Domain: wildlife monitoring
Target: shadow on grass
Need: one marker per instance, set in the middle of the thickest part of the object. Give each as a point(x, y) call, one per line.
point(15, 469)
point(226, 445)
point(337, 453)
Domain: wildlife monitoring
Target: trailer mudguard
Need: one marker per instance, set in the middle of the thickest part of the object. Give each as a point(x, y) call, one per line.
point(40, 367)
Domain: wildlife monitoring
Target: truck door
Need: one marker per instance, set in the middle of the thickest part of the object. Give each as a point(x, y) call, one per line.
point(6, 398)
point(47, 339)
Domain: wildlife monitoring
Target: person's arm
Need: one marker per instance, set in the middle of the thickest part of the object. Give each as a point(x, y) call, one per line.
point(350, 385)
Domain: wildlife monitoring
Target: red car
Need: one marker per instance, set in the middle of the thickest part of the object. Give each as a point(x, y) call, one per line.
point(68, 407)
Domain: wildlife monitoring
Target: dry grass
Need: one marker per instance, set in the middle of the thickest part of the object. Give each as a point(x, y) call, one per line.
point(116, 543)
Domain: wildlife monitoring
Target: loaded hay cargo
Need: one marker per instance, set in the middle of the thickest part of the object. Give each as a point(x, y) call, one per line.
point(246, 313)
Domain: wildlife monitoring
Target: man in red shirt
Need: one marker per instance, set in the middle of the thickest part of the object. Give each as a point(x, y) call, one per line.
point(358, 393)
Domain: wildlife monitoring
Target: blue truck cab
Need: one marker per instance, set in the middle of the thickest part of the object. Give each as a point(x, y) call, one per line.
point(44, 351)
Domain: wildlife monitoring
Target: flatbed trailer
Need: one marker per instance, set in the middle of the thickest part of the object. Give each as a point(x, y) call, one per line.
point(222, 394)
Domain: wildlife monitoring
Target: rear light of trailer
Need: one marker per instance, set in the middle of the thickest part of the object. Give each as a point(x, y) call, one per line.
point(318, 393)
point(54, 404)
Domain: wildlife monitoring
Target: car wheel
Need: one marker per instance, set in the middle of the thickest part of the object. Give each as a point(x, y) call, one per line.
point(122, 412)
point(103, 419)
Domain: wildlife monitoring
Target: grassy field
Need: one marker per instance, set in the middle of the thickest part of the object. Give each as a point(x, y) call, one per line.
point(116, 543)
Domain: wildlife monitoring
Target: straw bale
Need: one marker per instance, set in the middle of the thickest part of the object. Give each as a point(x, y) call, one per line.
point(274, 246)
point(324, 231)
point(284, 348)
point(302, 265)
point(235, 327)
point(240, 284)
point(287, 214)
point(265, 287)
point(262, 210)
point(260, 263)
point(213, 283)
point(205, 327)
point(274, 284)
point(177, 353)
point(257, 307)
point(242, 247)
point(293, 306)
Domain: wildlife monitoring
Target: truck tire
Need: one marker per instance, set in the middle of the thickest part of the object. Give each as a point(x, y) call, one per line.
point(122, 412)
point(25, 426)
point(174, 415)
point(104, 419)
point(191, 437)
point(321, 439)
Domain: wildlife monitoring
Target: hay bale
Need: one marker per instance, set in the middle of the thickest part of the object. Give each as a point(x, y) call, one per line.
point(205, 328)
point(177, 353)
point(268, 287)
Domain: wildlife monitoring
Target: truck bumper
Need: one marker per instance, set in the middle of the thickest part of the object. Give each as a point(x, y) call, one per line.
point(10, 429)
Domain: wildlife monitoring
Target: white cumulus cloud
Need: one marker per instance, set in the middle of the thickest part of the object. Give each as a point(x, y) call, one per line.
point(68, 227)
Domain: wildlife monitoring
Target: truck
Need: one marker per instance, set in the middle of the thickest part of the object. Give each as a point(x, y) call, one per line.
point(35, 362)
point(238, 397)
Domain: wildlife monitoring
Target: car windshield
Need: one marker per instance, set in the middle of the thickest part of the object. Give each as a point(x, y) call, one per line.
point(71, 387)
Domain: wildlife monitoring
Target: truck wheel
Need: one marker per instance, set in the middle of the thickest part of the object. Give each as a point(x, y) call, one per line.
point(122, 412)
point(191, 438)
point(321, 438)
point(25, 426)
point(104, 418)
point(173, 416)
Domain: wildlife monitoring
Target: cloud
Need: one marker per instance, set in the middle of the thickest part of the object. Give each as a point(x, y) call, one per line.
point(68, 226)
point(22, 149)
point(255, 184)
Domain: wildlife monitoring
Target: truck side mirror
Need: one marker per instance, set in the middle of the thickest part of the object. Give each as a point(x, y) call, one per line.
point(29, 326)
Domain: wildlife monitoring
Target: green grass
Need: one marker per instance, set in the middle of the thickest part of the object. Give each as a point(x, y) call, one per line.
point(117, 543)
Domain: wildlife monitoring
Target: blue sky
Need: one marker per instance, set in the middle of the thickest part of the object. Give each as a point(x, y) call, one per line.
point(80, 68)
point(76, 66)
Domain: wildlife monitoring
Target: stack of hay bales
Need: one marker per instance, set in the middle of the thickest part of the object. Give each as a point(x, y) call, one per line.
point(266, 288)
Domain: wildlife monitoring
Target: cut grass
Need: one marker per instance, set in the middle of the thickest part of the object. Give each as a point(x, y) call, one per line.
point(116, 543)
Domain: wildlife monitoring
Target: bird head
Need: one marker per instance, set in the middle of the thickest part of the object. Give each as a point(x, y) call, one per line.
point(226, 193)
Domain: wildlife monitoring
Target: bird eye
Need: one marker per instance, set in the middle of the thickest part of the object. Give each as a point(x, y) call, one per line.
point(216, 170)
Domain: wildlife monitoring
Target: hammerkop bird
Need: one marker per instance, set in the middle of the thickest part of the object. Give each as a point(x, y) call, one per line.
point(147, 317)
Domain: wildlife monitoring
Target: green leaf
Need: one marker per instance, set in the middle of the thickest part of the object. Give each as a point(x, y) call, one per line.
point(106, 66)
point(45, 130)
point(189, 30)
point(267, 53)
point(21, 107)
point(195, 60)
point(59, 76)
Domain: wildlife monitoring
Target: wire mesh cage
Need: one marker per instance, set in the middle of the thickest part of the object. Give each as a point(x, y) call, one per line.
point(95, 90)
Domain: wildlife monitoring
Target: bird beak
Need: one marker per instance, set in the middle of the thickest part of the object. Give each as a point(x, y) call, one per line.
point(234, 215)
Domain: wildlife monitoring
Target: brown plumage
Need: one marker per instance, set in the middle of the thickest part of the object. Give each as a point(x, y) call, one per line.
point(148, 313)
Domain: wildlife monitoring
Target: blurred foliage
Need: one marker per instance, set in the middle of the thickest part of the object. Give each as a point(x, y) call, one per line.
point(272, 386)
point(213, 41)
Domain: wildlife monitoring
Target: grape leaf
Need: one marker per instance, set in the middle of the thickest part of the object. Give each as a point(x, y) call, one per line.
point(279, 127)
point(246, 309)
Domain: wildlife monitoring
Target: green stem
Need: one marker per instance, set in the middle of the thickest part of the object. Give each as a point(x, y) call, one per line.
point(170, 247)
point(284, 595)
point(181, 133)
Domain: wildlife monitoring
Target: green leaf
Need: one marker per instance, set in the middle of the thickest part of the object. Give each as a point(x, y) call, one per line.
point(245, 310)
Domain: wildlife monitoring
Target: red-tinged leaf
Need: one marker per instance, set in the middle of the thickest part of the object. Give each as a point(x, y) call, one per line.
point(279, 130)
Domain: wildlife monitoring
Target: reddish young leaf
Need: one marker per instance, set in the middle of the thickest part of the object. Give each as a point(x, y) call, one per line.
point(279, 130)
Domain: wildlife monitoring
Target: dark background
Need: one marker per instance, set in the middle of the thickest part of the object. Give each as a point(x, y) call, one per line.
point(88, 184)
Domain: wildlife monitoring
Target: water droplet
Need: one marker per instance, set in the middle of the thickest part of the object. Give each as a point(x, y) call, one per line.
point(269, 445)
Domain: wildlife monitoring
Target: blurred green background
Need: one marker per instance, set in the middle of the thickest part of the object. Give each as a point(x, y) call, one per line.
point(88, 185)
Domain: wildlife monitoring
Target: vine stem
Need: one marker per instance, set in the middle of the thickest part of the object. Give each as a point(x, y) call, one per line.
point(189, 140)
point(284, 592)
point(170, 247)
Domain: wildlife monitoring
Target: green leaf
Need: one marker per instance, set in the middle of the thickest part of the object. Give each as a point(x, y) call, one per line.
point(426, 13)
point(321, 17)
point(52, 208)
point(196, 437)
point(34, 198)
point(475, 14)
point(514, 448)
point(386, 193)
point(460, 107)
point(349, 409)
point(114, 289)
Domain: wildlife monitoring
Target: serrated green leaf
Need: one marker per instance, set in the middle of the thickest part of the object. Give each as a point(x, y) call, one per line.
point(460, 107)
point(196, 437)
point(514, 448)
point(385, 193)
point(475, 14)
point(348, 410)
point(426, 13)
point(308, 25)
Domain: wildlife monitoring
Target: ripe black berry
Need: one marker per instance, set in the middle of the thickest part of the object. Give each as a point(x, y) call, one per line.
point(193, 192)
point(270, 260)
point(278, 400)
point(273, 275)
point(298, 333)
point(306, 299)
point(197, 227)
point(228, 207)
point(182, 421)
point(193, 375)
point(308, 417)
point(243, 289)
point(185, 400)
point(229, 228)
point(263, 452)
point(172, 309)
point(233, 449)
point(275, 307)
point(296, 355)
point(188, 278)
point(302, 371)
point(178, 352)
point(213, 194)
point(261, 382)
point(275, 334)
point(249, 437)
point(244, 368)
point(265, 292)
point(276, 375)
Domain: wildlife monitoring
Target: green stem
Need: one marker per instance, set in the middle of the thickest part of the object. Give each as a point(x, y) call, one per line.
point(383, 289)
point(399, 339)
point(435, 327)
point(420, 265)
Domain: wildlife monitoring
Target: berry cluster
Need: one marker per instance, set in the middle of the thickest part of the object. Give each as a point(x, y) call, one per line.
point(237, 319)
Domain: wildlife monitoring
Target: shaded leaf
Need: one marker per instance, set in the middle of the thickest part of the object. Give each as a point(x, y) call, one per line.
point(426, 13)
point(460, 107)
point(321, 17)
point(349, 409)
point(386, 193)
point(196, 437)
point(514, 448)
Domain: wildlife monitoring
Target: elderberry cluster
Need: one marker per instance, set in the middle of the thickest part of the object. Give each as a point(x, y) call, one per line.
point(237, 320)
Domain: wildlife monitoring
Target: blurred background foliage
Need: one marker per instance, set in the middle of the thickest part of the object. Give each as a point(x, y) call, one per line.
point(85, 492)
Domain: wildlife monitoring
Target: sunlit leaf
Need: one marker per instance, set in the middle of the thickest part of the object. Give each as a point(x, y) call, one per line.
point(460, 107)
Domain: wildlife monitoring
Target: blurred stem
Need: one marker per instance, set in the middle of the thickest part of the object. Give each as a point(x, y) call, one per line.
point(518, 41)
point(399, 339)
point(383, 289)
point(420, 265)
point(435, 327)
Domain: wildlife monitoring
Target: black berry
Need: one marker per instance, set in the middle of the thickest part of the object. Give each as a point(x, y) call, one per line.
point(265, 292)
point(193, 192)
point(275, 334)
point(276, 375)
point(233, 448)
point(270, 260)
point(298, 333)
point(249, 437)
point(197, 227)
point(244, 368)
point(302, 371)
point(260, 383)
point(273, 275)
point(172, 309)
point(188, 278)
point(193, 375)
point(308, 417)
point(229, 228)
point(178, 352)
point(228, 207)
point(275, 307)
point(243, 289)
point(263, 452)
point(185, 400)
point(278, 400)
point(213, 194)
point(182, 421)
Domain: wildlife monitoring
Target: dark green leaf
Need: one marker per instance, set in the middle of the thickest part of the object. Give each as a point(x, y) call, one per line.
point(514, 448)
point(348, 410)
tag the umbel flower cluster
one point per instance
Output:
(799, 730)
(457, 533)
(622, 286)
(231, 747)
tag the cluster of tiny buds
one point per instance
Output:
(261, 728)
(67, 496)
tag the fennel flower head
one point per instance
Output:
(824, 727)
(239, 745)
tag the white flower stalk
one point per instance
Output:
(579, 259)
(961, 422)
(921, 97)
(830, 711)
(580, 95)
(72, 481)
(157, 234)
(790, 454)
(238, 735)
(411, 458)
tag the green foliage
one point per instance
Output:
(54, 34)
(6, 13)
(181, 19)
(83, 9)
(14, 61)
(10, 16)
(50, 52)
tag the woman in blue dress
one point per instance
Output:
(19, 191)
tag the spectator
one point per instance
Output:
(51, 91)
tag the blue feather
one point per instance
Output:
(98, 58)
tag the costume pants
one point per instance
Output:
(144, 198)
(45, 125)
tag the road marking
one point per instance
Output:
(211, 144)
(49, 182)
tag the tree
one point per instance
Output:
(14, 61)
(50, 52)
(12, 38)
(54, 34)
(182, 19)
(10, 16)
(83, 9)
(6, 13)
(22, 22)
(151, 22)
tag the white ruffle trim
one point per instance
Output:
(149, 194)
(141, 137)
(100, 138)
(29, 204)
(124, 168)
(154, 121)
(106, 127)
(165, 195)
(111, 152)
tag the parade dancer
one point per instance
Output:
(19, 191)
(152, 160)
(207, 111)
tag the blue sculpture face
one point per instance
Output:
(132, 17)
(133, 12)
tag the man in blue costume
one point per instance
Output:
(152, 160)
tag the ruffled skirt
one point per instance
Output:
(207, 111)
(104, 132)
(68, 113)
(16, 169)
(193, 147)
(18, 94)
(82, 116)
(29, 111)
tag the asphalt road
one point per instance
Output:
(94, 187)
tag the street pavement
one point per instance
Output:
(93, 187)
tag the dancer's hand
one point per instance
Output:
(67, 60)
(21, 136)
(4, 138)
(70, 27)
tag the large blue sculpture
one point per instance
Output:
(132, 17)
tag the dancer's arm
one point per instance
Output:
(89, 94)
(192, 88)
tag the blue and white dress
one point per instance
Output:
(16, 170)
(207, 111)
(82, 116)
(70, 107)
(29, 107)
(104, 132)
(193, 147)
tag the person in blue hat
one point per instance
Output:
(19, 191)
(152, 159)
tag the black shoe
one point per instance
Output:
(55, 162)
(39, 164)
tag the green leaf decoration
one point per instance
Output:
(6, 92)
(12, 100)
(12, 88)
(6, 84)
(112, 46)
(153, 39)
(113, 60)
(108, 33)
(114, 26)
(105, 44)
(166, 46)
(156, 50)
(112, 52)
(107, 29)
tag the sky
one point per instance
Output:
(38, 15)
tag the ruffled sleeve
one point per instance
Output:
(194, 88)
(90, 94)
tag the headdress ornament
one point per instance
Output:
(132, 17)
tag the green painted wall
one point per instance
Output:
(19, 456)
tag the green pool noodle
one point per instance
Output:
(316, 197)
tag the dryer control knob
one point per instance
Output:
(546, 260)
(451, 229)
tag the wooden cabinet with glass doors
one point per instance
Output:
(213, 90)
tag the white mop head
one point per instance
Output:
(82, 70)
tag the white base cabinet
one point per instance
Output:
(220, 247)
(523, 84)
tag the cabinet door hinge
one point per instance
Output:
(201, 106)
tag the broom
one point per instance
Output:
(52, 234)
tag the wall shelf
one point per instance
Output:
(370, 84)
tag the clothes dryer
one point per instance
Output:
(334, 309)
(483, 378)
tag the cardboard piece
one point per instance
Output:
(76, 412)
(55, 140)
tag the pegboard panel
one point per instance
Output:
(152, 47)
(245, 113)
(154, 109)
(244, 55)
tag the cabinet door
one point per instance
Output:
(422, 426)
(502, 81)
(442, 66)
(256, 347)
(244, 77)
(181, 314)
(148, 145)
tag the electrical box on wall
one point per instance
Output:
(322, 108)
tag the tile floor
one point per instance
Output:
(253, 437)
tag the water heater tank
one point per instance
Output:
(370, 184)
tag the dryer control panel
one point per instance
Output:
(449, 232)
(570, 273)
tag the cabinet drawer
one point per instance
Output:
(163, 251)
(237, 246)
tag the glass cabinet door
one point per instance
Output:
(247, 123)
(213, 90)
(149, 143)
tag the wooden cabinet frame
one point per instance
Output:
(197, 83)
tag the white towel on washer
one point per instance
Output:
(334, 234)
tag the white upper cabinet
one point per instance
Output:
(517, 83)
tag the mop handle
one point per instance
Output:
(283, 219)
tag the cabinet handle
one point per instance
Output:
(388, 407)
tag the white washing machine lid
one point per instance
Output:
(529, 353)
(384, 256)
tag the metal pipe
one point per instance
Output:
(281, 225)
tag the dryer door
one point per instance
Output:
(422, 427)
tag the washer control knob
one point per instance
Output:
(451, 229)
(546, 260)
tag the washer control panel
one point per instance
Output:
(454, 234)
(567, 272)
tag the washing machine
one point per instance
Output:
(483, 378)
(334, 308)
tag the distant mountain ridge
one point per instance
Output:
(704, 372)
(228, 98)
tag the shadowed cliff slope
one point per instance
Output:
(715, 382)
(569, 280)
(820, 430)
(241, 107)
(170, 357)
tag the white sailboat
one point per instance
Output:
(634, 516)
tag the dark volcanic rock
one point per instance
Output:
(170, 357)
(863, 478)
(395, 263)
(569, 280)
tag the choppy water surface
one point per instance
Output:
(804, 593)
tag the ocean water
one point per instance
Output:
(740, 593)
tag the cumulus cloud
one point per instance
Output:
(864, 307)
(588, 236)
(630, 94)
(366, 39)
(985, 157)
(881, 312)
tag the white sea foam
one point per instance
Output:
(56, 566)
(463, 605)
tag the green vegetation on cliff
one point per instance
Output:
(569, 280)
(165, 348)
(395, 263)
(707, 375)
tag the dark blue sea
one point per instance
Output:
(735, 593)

__________________________________________________

AIM> Please render the entries above, from the first line through the line holding "point(44, 351)", inclusive, as a Markdown table with the columns Row and Text, numbering each line and skipping blank ones.

REPLY>
| Row | Text |
|---|---|
| 1 | Domain: wildlife monitoring |
| 2 | Target: shadow on grass |
| 3 | Need: one marker per instance, set in the middle of the thickest part of the object. Give each as a point(x, y) call, one per line. |
| 4 | point(15, 469) |
| 5 | point(226, 445) |
| 6 | point(337, 453) |
| 7 | Domain: wildlife monitoring |
| 8 | Target: trailer mudguard |
| 9 | Need: one marker per instance, set in the middle of the thickest part of the object. Give each as a point(x, y) call, one per line. |
| 10 | point(40, 367) |
| 11 | Domain: wildlife monitoring |
| 12 | Target: truck door |
| 13 | Need: one marker per instance, set in the middle of the thickest part of the object. Give each as a point(x, y) call, one per line. |
| 14 | point(6, 398) |
| 15 | point(47, 339) |
| 16 | Domain: wildlife monitoring |
| 17 | Target: person's arm |
| 18 | Need: one marker per instance, set in the middle of the thickest part of the object. Give each as a point(x, y) call, one per line. |
| 19 | point(350, 385) |
| 20 | Domain: wildlife monitoring |
| 21 | Target: red car |
| 22 | Need: one marker per instance, set in the middle of the thickest part of the object. Give each as a point(x, y) call, one per line. |
| 23 | point(68, 407) |
| 24 | Domain: wildlife monitoring |
| 25 | Target: dry grass |
| 26 | Need: one marker per instance, set in the middle of the thickest part of the object. Give each as a point(x, y) call, one per line. |
| 27 | point(116, 543) |
| 28 | Domain: wildlife monitoring |
| 29 | Target: loaded hay cargo |
| 30 | Need: one marker per instance, set in the middle of the thickest part of the object. Give each as a point(x, y) call, one per line. |
| 31 | point(246, 313) |
| 32 | Domain: wildlife monitoring |
| 33 | Target: man in red shirt |
| 34 | Need: one marker per instance, set in the middle of the thickest part of the object. Give each as a point(x, y) call, one per line. |
| 35 | point(358, 393) |
| 36 | Domain: wildlife monitoring |
| 37 | Target: blue truck cab |
| 38 | Need: one marker per instance, set in the middle of the thickest part of the object. Give each as a point(x, y) call, one per line. |
| 39 | point(44, 351) |